**WRITTEN PROBLEM**. Please format every line of the records below as a numbered list, leaving out any blank lines.

**RAW RECORDS**.
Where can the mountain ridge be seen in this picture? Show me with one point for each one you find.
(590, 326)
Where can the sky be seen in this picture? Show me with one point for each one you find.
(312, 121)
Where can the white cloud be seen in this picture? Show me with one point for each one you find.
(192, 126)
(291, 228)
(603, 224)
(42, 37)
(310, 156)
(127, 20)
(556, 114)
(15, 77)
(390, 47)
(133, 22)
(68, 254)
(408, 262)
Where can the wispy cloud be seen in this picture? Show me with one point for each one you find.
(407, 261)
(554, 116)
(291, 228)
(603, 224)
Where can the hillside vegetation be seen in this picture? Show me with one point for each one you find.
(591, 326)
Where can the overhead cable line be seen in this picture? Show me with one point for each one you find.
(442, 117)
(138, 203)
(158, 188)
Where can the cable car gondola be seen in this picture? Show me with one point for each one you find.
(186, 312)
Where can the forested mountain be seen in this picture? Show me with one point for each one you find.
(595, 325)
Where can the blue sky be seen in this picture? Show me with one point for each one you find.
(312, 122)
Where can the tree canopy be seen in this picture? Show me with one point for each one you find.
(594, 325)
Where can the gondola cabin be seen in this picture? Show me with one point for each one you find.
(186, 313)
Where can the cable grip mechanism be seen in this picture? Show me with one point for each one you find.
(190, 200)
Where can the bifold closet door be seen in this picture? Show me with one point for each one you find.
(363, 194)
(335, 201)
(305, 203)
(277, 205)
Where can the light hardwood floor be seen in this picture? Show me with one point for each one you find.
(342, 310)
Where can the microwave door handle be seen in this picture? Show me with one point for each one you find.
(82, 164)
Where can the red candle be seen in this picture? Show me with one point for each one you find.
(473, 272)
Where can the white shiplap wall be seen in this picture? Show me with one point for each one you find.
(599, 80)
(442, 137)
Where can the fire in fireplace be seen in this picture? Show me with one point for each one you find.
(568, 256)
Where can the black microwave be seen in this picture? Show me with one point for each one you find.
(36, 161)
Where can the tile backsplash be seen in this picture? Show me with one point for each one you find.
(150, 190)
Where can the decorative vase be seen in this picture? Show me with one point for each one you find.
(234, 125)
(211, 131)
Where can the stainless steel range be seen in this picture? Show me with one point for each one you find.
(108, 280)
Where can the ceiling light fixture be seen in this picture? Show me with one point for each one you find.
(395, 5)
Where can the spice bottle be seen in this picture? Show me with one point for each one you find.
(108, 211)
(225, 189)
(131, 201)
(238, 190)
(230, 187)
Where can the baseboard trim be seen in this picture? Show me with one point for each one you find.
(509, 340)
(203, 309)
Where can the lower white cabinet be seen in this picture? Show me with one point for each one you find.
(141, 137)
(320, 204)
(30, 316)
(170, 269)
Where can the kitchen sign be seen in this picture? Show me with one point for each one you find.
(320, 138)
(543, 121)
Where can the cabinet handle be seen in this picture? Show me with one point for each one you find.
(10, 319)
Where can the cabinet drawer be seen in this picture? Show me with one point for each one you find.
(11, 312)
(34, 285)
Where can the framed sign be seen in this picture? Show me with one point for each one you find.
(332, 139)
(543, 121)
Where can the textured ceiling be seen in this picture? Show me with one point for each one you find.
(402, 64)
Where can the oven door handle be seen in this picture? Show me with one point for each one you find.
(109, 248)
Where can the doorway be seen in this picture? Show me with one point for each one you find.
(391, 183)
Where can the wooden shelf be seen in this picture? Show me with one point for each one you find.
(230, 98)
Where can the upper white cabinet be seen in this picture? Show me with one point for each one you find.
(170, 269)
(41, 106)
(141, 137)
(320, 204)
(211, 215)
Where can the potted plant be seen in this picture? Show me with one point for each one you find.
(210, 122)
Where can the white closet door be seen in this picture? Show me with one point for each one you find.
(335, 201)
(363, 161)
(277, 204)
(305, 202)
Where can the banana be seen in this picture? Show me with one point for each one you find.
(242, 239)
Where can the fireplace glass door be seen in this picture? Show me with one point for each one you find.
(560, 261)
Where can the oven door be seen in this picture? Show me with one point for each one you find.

**RESULT OF THIS EXERCISE**.
1. Where can the mountain ridge be seen in this picture? Show me with one point for each one you find.
2. (590, 326)
3. Where can the sky be seen in this picture? Show me with one point for each one you find.
4. (312, 121)
5. Where can the white cloud be seen in this picture? Show me with one point for each one you find.
6. (192, 126)
7. (291, 228)
8. (603, 224)
9. (42, 37)
10. (310, 156)
11. (127, 20)
12. (556, 114)
13. (15, 77)
14. (390, 47)
15. (133, 22)
16. (68, 254)
17. (408, 262)
18. Where can the wispy cloud be seen in this picture? Show me with one point for each one you find.
19. (407, 261)
20. (554, 116)
21. (291, 228)
22. (603, 224)
23. Where can the hillside vegetation be seen in this picture? Show me with one point for each one you find.
24. (591, 326)
25. Where can the overhead cable line be seen in this picture? Show me with one point for each one you find.
26. (442, 117)
27. (138, 203)
28. (158, 188)
29. Where can the cable car gondola be seen in this picture? Show me with one point for each one you find.
30. (186, 312)
31. Where can the forested mountain be seen in this picture? Show me with one point for each one you find.
32. (595, 325)
33. Where can the blue sky be seen in this picture? Show me with one point for each one you find.
34. (312, 122)
35. Where can the tree canopy be seen in this picture? Show me with one point for each one you find.
36. (594, 325)
37. Where can the gondola cabin be seen in this picture? Show me with one point for each one you find.
38. (186, 313)
39. Where can the cable grip mechanism be seen in this picture? Show me with one point for each one you find.
40. (190, 200)
41. Where can the bifold closet door be seen in this picture? Show me with one point for each one you find.
42. (363, 194)
43. (335, 201)
44. (305, 203)
45. (277, 205)
46. Where can the light hardwood floor be seen in this picture? Show me with one point for each one you find.
47. (342, 310)
48. Where can the microwave door handle be seen in this picture? Show me with one point for each one you find.
49. (82, 164)
50. Where can the red candle be seen in this picture? Show me with one point for each one you find.
51. (473, 272)
52. Where can the white shiplap wall be seen in this picture? Show me with one point for each one you find.
53. (599, 80)
54. (442, 137)
55. Where can the fire in fireplace be seen in this picture? Show me with one point for each one you find.
56. (568, 256)
57. Where can the black microwave be seen in this picture? Show me with one point for each one you find.
58. (36, 161)
59. Where can the tile backsplash be seen in this picture? Show me with one point for each one you find.
60. (150, 190)
61. Where can the decorative vase be seen in this picture? Show me with one point for each one you find.
62. (234, 125)
63. (211, 131)
64. Where can the stainless steel range be seen in this picture? Show me with one point for each one you find.
65. (108, 280)
66. Where can the ceiling light fixture be seen in this picture? Show me with one point for each one you find.
67. (395, 5)
68. Where can the spice bottle be seen in this picture? Show me with one point for each one you find.
69. (108, 211)
70. (225, 189)
71. (131, 201)
72. (238, 190)
73. (230, 187)
74. Where can the baseboard trim be seen in this picture? Show me with one point for each one you find.
75. (509, 340)
76. (203, 309)
77. Where can the lower white cabinet be seen in this picture? Show me with one point for each one you find.
78. (141, 137)
79. (320, 204)
80. (30, 316)
81. (170, 269)
82. Where can the kitchen sign be seen in this picture? Show me with one point for each one you find.
83. (320, 138)
84. (543, 121)
85. Where can the cabinet handle be seen in this picture? Show me with one point for each one you find.
86. (10, 319)
87. Where can the cabinet drawer be seen in this picture? Show me with one point for each one you find.
88. (11, 312)
89. (34, 285)
90. Where can the framed sign be seen in this picture? Show me with one point for each one you find.
91. (332, 139)
92. (543, 121)
93. Where can the textured ceiling be seen in this picture? Show me with one point for each one you find.
94. (402, 64)
95. Where can the oven door handle be seen in this picture? Show me with one point for each one you find.
96. (109, 248)
97. Where can the doorway be seen in this picture? Show me with one point for each one you find.
98. (391, 183)
99. Where can the wooden shelf be seen in this picture? Show me with one point for each one you find.
100. (230, 98)
101. Where can the upper white cabinet be seen in this picture? Show me with one point for each one you find.
102. (170, 269)
103. (41, 106)
104. (141, 137)
105. (320, 204)
106. (211, 215)
107. Where can the potted plant be seen in this picture? Show me with one point for each one you find.
108. (210, 122)
109. Where can the white closet door be seen in this picture? Show me with one point for each one you find.
110. (335, 201)
111. (363, 161)
112. (277, 204)
113. (305, 202)
114. Where can the banana be seen in this picture? Show me with one point for each one you find.
115. (242, 239)
116. Where can the fireplace glass door be seen in this picture? Show me with one point for each one you find.
117. (560, 261)
118. Where can the oven door be seen in this picture? Show me with one point for each one you find.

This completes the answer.